EXERCISE: Send back the entries exactly as they were given.

GIVEN DATA:
· · · · ·

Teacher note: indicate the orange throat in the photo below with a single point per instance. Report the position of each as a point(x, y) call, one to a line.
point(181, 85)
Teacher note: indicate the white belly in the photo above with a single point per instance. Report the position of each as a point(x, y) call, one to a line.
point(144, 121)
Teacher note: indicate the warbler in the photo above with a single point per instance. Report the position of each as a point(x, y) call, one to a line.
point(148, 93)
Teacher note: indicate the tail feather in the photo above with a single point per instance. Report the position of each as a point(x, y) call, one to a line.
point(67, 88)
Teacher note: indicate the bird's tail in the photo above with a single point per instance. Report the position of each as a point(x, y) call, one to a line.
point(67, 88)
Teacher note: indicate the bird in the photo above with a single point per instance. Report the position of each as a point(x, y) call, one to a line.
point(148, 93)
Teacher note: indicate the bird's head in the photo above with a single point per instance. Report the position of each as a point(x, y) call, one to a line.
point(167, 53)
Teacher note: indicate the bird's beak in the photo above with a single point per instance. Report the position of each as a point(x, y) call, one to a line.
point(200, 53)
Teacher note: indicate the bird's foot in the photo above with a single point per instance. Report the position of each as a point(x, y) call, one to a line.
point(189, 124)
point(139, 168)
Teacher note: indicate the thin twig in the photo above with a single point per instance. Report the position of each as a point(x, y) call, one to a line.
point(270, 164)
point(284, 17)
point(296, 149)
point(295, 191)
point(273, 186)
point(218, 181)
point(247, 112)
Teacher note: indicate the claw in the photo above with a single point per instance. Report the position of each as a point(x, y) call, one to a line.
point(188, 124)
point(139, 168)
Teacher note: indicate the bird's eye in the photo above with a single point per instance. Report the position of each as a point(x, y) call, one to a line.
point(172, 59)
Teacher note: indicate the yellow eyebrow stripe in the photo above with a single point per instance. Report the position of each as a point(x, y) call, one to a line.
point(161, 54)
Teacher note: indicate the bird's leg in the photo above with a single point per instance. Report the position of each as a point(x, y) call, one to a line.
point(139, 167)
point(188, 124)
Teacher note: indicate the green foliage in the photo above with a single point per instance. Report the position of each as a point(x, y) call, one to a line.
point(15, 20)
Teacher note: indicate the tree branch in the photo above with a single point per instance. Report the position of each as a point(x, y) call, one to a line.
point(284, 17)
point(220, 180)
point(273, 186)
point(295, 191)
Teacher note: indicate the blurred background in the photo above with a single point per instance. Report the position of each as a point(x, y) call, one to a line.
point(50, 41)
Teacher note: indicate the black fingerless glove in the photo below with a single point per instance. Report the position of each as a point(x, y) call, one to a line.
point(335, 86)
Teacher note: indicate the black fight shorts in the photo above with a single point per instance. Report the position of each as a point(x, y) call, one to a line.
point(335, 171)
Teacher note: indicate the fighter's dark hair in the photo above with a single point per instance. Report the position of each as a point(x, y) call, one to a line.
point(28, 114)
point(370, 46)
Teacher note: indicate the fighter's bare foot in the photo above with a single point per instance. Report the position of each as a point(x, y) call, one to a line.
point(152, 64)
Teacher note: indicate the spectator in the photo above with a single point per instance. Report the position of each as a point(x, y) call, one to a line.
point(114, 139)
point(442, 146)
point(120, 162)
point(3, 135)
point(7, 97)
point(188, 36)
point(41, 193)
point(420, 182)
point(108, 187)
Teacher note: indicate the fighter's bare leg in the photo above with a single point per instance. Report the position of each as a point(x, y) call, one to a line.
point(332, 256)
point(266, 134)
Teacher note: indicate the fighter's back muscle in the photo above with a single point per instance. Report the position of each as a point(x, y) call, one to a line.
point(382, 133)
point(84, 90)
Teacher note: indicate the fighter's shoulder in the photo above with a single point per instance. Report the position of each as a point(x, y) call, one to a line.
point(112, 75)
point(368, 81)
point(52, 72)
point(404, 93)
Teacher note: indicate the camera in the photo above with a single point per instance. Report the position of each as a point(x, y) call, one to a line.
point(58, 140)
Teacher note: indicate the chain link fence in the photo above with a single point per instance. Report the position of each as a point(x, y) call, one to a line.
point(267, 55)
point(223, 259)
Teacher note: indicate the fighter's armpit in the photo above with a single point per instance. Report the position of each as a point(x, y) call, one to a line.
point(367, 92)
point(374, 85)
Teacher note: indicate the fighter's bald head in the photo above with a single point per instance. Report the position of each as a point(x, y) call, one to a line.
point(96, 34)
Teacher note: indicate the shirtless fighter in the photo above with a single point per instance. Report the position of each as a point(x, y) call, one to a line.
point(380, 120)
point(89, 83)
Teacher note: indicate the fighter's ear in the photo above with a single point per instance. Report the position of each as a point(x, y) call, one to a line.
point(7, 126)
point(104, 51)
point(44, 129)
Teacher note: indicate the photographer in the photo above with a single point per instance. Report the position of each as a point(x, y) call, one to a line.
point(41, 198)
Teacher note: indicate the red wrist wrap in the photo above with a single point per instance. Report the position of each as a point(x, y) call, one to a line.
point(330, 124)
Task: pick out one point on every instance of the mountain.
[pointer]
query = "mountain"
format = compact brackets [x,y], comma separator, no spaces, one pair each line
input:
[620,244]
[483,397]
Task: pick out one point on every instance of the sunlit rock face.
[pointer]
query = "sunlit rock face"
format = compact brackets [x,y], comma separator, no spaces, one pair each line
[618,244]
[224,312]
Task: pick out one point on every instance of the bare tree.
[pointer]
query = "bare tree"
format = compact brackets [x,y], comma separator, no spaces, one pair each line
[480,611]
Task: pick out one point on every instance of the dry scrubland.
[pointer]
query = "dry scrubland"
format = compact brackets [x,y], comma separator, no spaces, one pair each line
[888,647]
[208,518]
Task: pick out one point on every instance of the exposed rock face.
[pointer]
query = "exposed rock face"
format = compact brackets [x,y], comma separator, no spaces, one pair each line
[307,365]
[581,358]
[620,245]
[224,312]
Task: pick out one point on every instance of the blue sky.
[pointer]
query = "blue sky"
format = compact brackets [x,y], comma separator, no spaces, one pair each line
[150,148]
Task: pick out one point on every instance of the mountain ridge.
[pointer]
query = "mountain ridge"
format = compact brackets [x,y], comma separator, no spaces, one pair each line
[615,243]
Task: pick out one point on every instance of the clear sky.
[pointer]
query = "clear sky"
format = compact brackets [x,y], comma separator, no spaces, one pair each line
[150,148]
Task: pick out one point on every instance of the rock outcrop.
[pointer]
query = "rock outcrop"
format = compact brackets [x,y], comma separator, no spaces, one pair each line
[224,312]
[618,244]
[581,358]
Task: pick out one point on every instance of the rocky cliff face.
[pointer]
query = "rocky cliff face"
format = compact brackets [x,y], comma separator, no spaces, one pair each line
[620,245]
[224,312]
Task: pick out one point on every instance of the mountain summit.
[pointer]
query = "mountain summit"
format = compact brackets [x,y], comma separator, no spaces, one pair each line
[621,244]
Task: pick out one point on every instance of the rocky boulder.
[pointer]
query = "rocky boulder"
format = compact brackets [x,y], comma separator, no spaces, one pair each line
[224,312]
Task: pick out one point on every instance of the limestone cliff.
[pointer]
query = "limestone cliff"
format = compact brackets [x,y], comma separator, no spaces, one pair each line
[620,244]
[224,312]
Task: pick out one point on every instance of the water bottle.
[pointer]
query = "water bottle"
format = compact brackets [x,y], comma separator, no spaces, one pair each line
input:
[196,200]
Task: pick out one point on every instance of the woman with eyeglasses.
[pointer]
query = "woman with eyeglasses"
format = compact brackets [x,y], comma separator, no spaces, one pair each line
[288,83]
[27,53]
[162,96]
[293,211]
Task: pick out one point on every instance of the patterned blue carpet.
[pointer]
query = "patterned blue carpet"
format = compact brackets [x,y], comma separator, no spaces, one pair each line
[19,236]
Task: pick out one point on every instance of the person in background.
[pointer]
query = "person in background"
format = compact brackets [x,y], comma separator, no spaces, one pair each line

· · · · ·

WRITTEN RESPONSE:
Teacher note: indicate the orange throat in the photo below with a single point per instance. Report the position of each as a point(x, y) call, one to a line.
point(181, 85)
Teacher note: indicate the white belly in the photo above with a single point per instance. Report the position of each as a point(x, y) call, one to a line.
point(144, 121)
Teacher note: indicate the warbler in the photo above with a single point per instance. Report the position of each as a point(x, y) call, one to a line.
point(148, 93)
Teacher note: indicate the tail feather in the photo above with a single point per instance. Report the position of each as a point(x, y) call, one to a line.
point(67, 88)
Teacher note: indicate the bird's tail in the photo above with a single point per instance. Report the position of each as a point(x, y) call, one to a line.
point(67, 88)
Teacher note: indicate the bird in the photo above with a single point per instance. Report the position of each as a point(x, y) call, one to a line.
point(148, 93)
Teacher note: indicate the bird's head in the photo above with a single point per instance. Report the position of each as a point(x, y) call, one to a line.
point(167, 53)
Teacher note: indicate the bird's beak in the photo above with a single point per instance. Report the position of each as a point(x, y) call, one to a line.
point(200, 53)
Teacher note: indicate the bird's foot in the photo above with a single point per instance. Report the position of each as a point(x, y) call, one to a line.
point(189, 124)
point(139, 168)
Teacher note: indicate the thin twig in the photo above with a single point per instance. Report the position of each as a point(x, y) call, one to a line.
point(270, 164)
point(284, 17)
point(296, 149)
point(295, 191)
point(273, 186)
point(218, 181)
point(247, 112)
Teacher note: indicate the claw in the photo above with a single point per instance. Report the position of each as a point(x, y) call, one to a line.
point(188, 124)
point(139, 168)
Teacher note: indicate the bird's eye in the photo above with a single point per instance. Report the position of each as a point(x, y) call, one to a line.
point(172, 59)
Teacher note: indicate the yellow eyebrow stripe in the photo above with a single point per instance. Report the position of each as a point(x, y) call, one to a line.
point(161, 54)
Teacher note: indicate the bird's leg in the photo above with a single point per instance. Report the position of each as a point(x, y) call, one to a line.
point(139, 167)
point(188, 124)
Teacher note: indicate the green foliage in the photo above with a single point per instance. Report the position of each as a point(x, y) call, one to a line.
point(15, 20)
Teacher note: indicate the tree branch in the photo above with a single point per instance. Report the position of each as a point(x, y) call, one to a line.
point(284, 17)
point(220, 180)
point(273, 186)
point(295, 191)
Teacher note: indicate the blurred background in the photo above with a single point per instance. Report the position of each as a point(x, y) call, one to a line.
point(50, 41)
Teacher note: indicate the black fingerless glove in the photo below with a single point per instance. Report the position of each as a point(x, y) call, one to a line.
point(335, 86)
Teacher note: indicate the black fight shorts in the photo above with a single point per instance. Report the position of each as a point(x, y) call, one to a line.
point(335, 171)
Teacher note: indicate the fighter's dark hair in the photo above with a single point per instance. Report the position of each as a point(x, y) call, one to a line.
point(28, 114)
point(370, 46)
Teacher note: indicate the fighter's bare foot in the photo above with a single point per instance. Report the position of each as a point(x, y) call, one to a line.
point(152, 64)
Teacher note: indicate the spectator in the photo above with a single point per instance. Report the position of each as a point(x, y) call, one to a line.
point(114, 139)
point(442, 146)
point(120, 162)
point(3, 135)
point(7, 97)
point(188, 36)
point(41, 193)
point(420, 182)
point(108, 187)
Teacher note: indicate the fighter's bare leg in the photo above with a single point per instance. Report the position of each as a point(x, y) call, one to a line.
point(332, 256)
point(266, 134)
Teacher note: indicate the fighter's back muscle in the photo above with a single point per instance. Report the position of each as a point(x, y) call, one to a line.
point(382, 133)
point(84, 90)
Teacher note: indicate the fighter's shoulder in the photo above with a single point per instance. Report the position of each as a point(x, y) call, one to a line.
point(112, 75)
point(368, 81)
point(52, 72)
point(404, 93)
Teacher note: indicate the camera in the photo above with a single point per instance. Report the position of each as a point(x, y) call, one to a line.
point(58, 140)
Teacher note: indicate the chain link fence in the photo above with a single point per instance. Report the position of each as a point(x, y) call, one to a line.
point(267, 55)
point(223, 259)
Teacher note: indicate the fighter's armpit in the photo above with a single point per instance. Report the position of each as a point(x, y) call, one to a line.
point(367, 92)
point(374, 85)
Teacher note: indicate the fighter's bald head in the photo above with a single point per instance. Report the position of each as a point(x, y) call, one to a line.
point(96, 34)
Teacher note: indicate the shirtless fighter in the photo above with a single point per instance. Report the position of each as a point(x, y) call, one to a line.
point(380, 120)
point(89, 83)
Teacher note: indicate the fighter's ear in the photo above with a single point per instance. Report the position of each as a point(x, y) call, one to a line.
point(7, 126)
point(104, 51)
point(44, 129)
Teacher note: indicate the photographer in the photo above with a single point per instance. Report the position of each as a point(x, y) call, one to a line.
point(41, 198)
Teacher note: indicate the red wrist wrap in the photo above with a single point per instance. Report the position of each as a point(x, y) call, one to a line.
point(330, 124)
Task: pick out one point on every instance of the mountain.
[pointer]
query = "mountain"
format = compact brackets [x,y], comma separator, no spaces, one pair each line
input:
[620,244]
[483,397]
Task: pick out one point on every instance of the sunlit rock face.
[pointer]
query = "sunlit rock face"
format = compact brackets [x,y], comma separator, no spaces, one pair each line
[618,244]
[224,312]
Task: pick out one point on every instance of the bare tree.
[pointer]
query = "bare tree"
format = compact brackets [x,y], comma separator, no spaces, one pair each line
[480,611]
Task: pick out one point on every instance of the dry scrubland.
[pointer]
query = "dry scrubland"
format = compact brackets [x,y], comma separator, no spaces, one pair each line
[888,647]
[208,518]
Task: pick out one point on every instance of the exposed rock face.
[pointer]
query = "exposed rock face"
format = compact brackets [x,y], comma separator, no spaces, one pair each line
[307,365]
[581,358]
[620,245]
[224,312]
Task: pick out one point on every instance of the blue sky.
[pointer]
query = "blue sky"
format = compact brackets [x,y], comma separator, no spaces, one pair each line
[150,148]
Task: pick out one point on every instance of the mountain ridge.
[pointer]
query = "mountain ridge"
format = compact brackets [x,y], comma separator, no spaces, one pair each line
[615,243]
Task: pick out one point on every instance of the clear sky.
[pointer]
query = "clear sky"
format = compact brackets [x,y], comma separator, no spaces, one pair each line
[150,148]
Task: pick out one point on every instance of the rock outcrop.
[pointer]
query = "rock outcrop"
format = compact brackets [x,y], comma separator, no spaces, one pair each line
[224,312]
[618,244]
[581,358]
Task: pick out one point on every instance of the rocky cliff face.
[pointer]
query = "rocky cliff face"
format = compact brackets [x,y], comma separator, no spaces, one pair each line
[620,245]
[224,312]
Task: pick out one point on every instance of the mountain summit.
[pointer]
query = "mountain summit"
format = compact brackets [x,y], comma separator, no spaces, one pair each line
[621,244]
Task: pick out one point on every instance of the rocky boulder.
[pointer]
query = "rocky boulder"
format = compact brackets [x,y], comma separator, no spaces, one pair each line
[224,312]
Task: pick out one point on every instance of the limestone cliff.
[pointer]
query = "limestone cliff"
format = compact brackets [x,y], comma separator, no spaces, one pair each line
[620,244]
[224,312]
Task: pick out one point on every instance of the water bottle.
[pointer]
query = "water bottle"
format = compact brackets [x,y], comma separator, no spaces, one pair each line
input:
[196,200]
Task: pick out one point on every instance of the woman with eyeglasses.
[pointer]
query = "woman with eyeglasses"
format = compact brackets [x,y], comma separator, no spaces, one pair each line
[288,83]
[27,53]
[162,96]
[293,211]
Task: pick out one point on every instance of the patterned blue carpet.
[pointer]
query = "patterned blue carpet"
format = compact brackets [x,y], comma separator, no spaces, one pair each line
[19,236]
Task: pick out one point on every instance of the person in background.
[pointer]
query = "person in background"
format = compact brackets [x,y], comma separator, no spaces, one pair each line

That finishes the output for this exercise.